**EXERCISE AIM**
Omit the images, then output each of the records below exactly.

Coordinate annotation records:
╔══

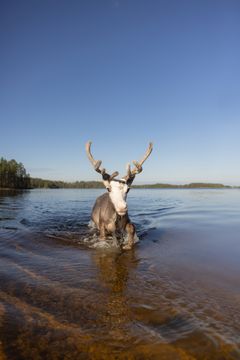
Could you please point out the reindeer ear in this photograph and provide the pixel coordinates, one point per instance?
(106, 177)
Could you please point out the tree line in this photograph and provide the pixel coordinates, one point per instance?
(13, 175)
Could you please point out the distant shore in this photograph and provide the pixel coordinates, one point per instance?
(51, 184)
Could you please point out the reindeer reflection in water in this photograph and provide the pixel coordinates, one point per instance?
(110, 212)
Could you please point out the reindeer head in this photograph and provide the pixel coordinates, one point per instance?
(118, 189)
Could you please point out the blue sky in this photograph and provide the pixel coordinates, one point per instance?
(122, 73)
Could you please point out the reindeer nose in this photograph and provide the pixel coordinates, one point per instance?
(122, 210)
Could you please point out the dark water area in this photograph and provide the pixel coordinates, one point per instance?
(176, 295)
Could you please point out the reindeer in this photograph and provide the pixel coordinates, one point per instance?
(110, 211)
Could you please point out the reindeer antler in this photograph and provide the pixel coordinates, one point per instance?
(97, 163)
(138, 165)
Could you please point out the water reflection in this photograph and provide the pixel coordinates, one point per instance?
(114, 271)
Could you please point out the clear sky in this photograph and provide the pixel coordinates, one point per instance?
(122, 73)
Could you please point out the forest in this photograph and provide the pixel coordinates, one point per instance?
(13, 175)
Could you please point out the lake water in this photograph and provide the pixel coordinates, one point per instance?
(176, 295)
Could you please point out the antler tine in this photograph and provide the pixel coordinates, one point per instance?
(138, 165)
(97, 163)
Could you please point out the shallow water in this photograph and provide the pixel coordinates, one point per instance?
(176, 295)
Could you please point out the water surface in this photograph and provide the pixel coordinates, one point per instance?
(176, 295)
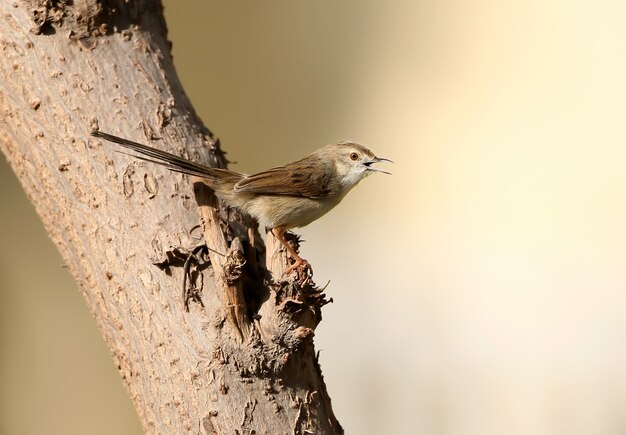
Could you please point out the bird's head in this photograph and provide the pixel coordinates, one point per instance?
(353, 162)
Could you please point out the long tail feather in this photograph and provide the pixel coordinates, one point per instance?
(168, 160)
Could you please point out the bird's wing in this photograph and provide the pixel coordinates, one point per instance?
(295, 179)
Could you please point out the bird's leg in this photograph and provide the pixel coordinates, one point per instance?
(279, 233)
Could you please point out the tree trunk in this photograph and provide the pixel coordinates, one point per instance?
(241, 360)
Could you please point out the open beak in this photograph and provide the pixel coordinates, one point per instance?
(377, 160)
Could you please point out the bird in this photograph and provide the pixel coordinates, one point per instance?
(281, 198)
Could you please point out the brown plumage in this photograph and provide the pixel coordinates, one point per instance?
(280, 198)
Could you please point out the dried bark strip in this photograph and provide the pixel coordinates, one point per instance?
(244, 361)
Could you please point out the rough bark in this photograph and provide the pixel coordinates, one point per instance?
(242, 359)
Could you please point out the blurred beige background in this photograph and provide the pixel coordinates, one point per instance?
(479, 290)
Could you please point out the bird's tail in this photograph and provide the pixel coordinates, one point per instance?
(168, 160)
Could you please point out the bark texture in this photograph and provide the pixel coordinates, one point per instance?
(242, 359)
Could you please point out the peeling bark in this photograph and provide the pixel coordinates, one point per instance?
(241, 359)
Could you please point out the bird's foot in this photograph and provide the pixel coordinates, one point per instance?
(303, 270)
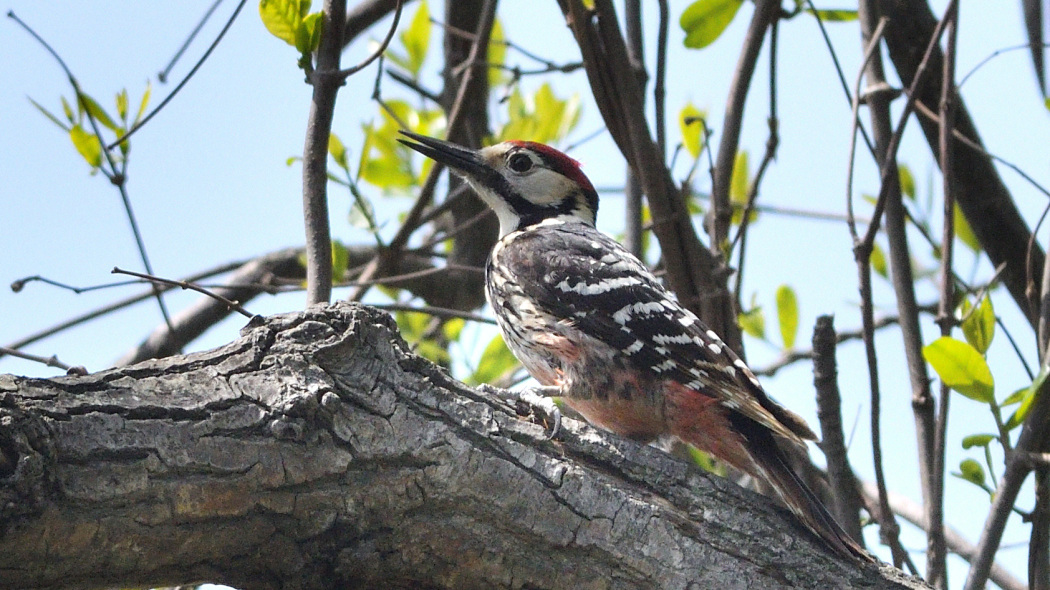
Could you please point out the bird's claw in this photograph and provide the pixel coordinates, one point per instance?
(538, 399)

╚══

**SOLUTION TO THIS TASK**
Could you please point out the reindeer ear in this photograph and provide the pixel coordinates, one point per instance?
(106, 177)
Could you please point out the tree line in this photograph and provide the pixel coordinates, one point per instance?
(13, 175)
Could you please point out the distant shore in this photograph and provide the pixel coordinates, one point per instance?
(51, 184)
Could you please point out the reindeer reflection in water in this photograph and provide the pixel coordinates, one point per instance?
(110, 212)
Could you please point out the reindeer head in this photograph and provide the pixel coordinates, one point per instance?
(118, 189)
Could you please point out the blue sky in this photograph and provide the pixel coordinates, one point per instance?
(122, 73)
Could you please point out the reindeer nose in this photograph and provide the pixel coordinates, one point per instance?
(122, 210)
Could you please point out the dark water area in this photograph and provide the pixel coordinates, one point per instance?
(176, 295)
Could you please point out the reindeer in this photograph and provide the pixel coordinates, one point per instance?
(110, 211)
Could you please point out the reindeer antler in this photograph and provide the pixel coordinates, one point per instance?
(97, 163)
(138, 165)
Could you please point out the water reflection in this photograph and provide the pixel coordinates, one point per instance?
(114, 271)
Could you please point out the clear sky in this photograph and provide the pixel coordinates, one point per instance?
(122, 73)
Could you please point out the forest in this photograph and provide the pixel coordinates, one point per instance?
(13, 175)
Could you please point out the lake water in this photograph and provide the pixel coordinates, one point per instance?
(176, 295)
Could you please point out the antler tine in this photograph and provide the pixel coordinates, one point per instance?
(138, 165)
(97, 163)
Could you please point out the shallow water in this photograph and provide the pixel coordinates, one point per instance?
(176, 295)
Could you please point out the water surface in this photograph and provide the pixel coordinates, one point per instance?
(176, 295)
Could you please point out the bird's head in this photograph and provide the pixel coordinates, one point per instance?
(353, 162)
Could you please point out the long tail feather in this photograph and provide the pixel coordinates, one point per instance?
(168, 160)
Could you please point out the bird's wing in this photograph and provide the pixel coordinates, one point per instance?
(295, 179)
Could you please point out the bird's leg in this photograph and provide the pixel coordinates, one point per instance?
(279, 233)
Could you please point out the tree trunk in this photograph and provide the pixel coordinates, one point per instance?
(241, 360)
Could you please point out the open beak in this photograph and provide the pixel coordinates, one point per instance?
(377, 160)
Could you please point out the bird in this photograph and provide the pixel coordinates, one point per instance?
(281, 198)
Could you please point out the brown plumage in this photograph and provide the pixel coordinates, one point per instance?
(280, 198)
Could you please point out the dried bark strip in this photograph and provide the pixel coordinates, one point per instance?
(244, 361)
Could you please point out the rough bark in this photograph and provide the pixel coordinates, one point per instance?
(242, 359)
Could you please point out the blurred beige background in this photograph and provide the pixel coordinates, one point per instance?
(479, 290)
Could you please point out the bird's tail in this photograph and provide the pixel coordinates, one point per instance?
(168, 160)
Could you please point out the bark texture in this photograph and provide the pixel coordinates, one point per instance?
(242, 359)
Could you please point out the peeling bark in this photograph and provide the pixel coordinates, one point per instance?
(241, 359)
Could you please point out the bird's foot in this photograph and provide the pixel coordinates, one point per instance?
(303, 270)
Could you please point out the bird's claw in this photograph and provide the pixel coordinates, one point per instance?
(538, 399)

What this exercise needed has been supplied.